Szyk’s drawings, particularly of the four sons, made me realize that contemporary Jewish history could be integrated into one of the most widely used books by Jewish people.
The German Junker, as the wicked son, made me see for the first time how wellbred Germans played a key role in laying the underpinnings of the Holocaust.
Our Szyk Haggadahs are since long gone, deposited in the massive Haggadah collection at the Pitts Library in the Candler School of Theology in Atlanta.
Two events brought me closer to Szyk. During regular searches through my parents’ basement, I found in my late father’s filing cabinet his Jewish War Veterans file. Each commander of the local Atlanta post kept the folder of his activities, and so it was with Louis Geffen. In it were JWV’s fundraising stamps drawn by Szyk.
In the same file were JWV magazines, which in 1948 featured Szyk images on their covers. My curiosity heightened, I began exploring the artist’s work. I purchased the Szyk megilla, which I have used every Purim for 35 years.
In 1998, when Rita and I were living in Scranton, Pennsylvania, I received a letter from Szyk expert and scholar Rabbi Irvin Ungar announcing an exhibition of Szyk’s drawings at the University of Scranton Library. He would speak on Szyk’s works at the opening. I signed on.
A large group of people turned out, including Jews, Christians and a few Muslims. For three weeks, visitors could see these powerful portrayals, which focused on many topics, including the establishment of the State Israel.
Fast forward to 2017: A significant exhibit of Szyk’s works opened on September 12 at the New York Historical Society, a distinguished venue for major exhibitions.
Ungar’s determination to promote Szyk’s works paid off and a book was even published to mark the event. In the preface to “Arthur Szyk: Soldier in Art,” Steven Heller writes, “This book is also a testament to the indefatigability of the man behind the scenes whose own willpower reintroduced Szyk’s vivid art to a new audience in a new world.”
Ungar “galvanized the Arthur Szyk Society, organized events, published a newsletter and books and gradually with grace and certainty, he educated many who knew nothing,” Heller writes.

**SUPPLIED MATERIAL**
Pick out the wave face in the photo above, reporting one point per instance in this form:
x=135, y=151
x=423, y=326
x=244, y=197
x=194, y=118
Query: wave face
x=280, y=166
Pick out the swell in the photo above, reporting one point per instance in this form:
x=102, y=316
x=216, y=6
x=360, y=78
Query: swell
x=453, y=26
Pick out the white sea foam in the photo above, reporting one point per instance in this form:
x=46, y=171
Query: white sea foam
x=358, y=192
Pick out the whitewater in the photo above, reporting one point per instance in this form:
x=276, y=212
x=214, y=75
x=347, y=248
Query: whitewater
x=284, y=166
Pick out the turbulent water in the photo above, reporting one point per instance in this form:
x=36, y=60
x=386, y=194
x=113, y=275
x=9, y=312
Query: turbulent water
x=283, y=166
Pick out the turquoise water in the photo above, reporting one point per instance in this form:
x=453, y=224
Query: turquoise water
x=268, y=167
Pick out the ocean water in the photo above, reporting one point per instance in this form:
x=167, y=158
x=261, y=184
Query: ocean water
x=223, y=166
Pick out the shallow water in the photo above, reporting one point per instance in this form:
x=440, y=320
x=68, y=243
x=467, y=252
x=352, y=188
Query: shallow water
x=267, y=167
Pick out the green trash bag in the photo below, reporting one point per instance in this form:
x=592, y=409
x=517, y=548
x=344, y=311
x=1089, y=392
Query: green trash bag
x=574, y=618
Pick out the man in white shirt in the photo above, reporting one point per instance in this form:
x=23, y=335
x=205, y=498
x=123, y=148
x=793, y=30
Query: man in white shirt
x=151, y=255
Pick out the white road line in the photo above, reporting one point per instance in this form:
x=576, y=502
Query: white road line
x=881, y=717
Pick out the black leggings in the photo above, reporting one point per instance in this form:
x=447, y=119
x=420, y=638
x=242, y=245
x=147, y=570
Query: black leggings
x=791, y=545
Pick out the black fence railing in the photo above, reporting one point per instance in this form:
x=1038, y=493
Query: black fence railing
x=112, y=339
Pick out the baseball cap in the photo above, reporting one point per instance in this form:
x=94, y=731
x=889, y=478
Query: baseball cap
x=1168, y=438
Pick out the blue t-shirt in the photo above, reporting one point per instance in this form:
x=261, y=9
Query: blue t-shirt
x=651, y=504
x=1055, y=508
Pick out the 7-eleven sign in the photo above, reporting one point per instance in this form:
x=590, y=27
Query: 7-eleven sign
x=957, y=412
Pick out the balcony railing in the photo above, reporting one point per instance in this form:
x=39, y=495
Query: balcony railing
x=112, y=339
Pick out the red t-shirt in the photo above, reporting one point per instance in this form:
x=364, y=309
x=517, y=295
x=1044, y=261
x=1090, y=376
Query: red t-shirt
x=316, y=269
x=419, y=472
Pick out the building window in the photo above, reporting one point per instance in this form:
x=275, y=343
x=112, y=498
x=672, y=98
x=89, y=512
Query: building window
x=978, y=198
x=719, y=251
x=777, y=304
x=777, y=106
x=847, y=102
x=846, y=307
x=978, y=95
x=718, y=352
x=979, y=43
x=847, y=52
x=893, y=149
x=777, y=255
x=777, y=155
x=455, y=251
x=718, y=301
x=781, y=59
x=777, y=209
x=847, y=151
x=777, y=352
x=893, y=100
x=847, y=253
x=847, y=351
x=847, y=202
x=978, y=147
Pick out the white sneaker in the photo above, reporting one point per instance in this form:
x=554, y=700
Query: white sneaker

**GIVEN EXERCISE 1**
In the entries, please start with the line containing "Pick out the whitewater" and go on through the line containing "x=268, y=167". Write those lines out again with "turbulent" changed to "choppy" and everything else left as it is.
**GIVEN EXERCISE 2**
Go on with the piece about Arthur Szyk's art, starting after its last sentence.

**RESPONSE 1**
Pick out the whitewater in the photo above, reporting one point per instance in this form:
x=276, y=212
x=214, y=75
x=347, y=248
Query: whitewater
x=284, y=166
Pick out the choppy water in the photo above, reporting one point per instance in this form:
x=36, y=60
x=386, y=194
x=113, y=275
x=9, y=312
Query: choppy water
x=283, y=166
Pick out the turquoise water in the photo above, reporting one point per instance in this form:
x=453, y=224
Query: turquoise water
x=268, y=167

**RESPONSE 2**
Szyk’s “wandering in the wilderness of obscurity has come to an end,” he continues. “The opening of the Szyk exhibition at the New York Historical Society is a dream come true – as if Arthur Szyk had come home to the Promised Land, literally and figuratively.”
Ungar focuses on these two points in a fascinating manner. “Literally, in 1942 the artist lived less than 10 blocks away from the New York Historical Society on West 74th Street and Riverside Drive.” Figuratively, Ungar adds, the images “have the same vibrancy, urgency and power as they did 75 years ago.”
As we enter the world of Szyk, these thoughts are significant in understanding the artist. Dr. Louise Mirrer, president and CEO of the New York Historical Society, says, “Numerous threats filled the years around World War II: Nazism, the escalating plight of European Jewry, Fascism, Japanese militarism.
“The great twentieth-century activist in art [Szyk] confronted the turbulent, hatefilled period with forceful artistic depictions, caricatures of Hitler, Mussolini and Hirohito as the evil architects of their regimes’ destructive and inhumane policies.”
What is the power of these illustrations as hatred grows on a daily basis in our world? Why do Szyk’s works seem as poignant today as when they were first drawn?
One answer may be found in the caricatures of the deadly leaders of that period in the 30s and 40s, who exacted unimaginable brutality upon humanity, extinguishing lives on a daily basis.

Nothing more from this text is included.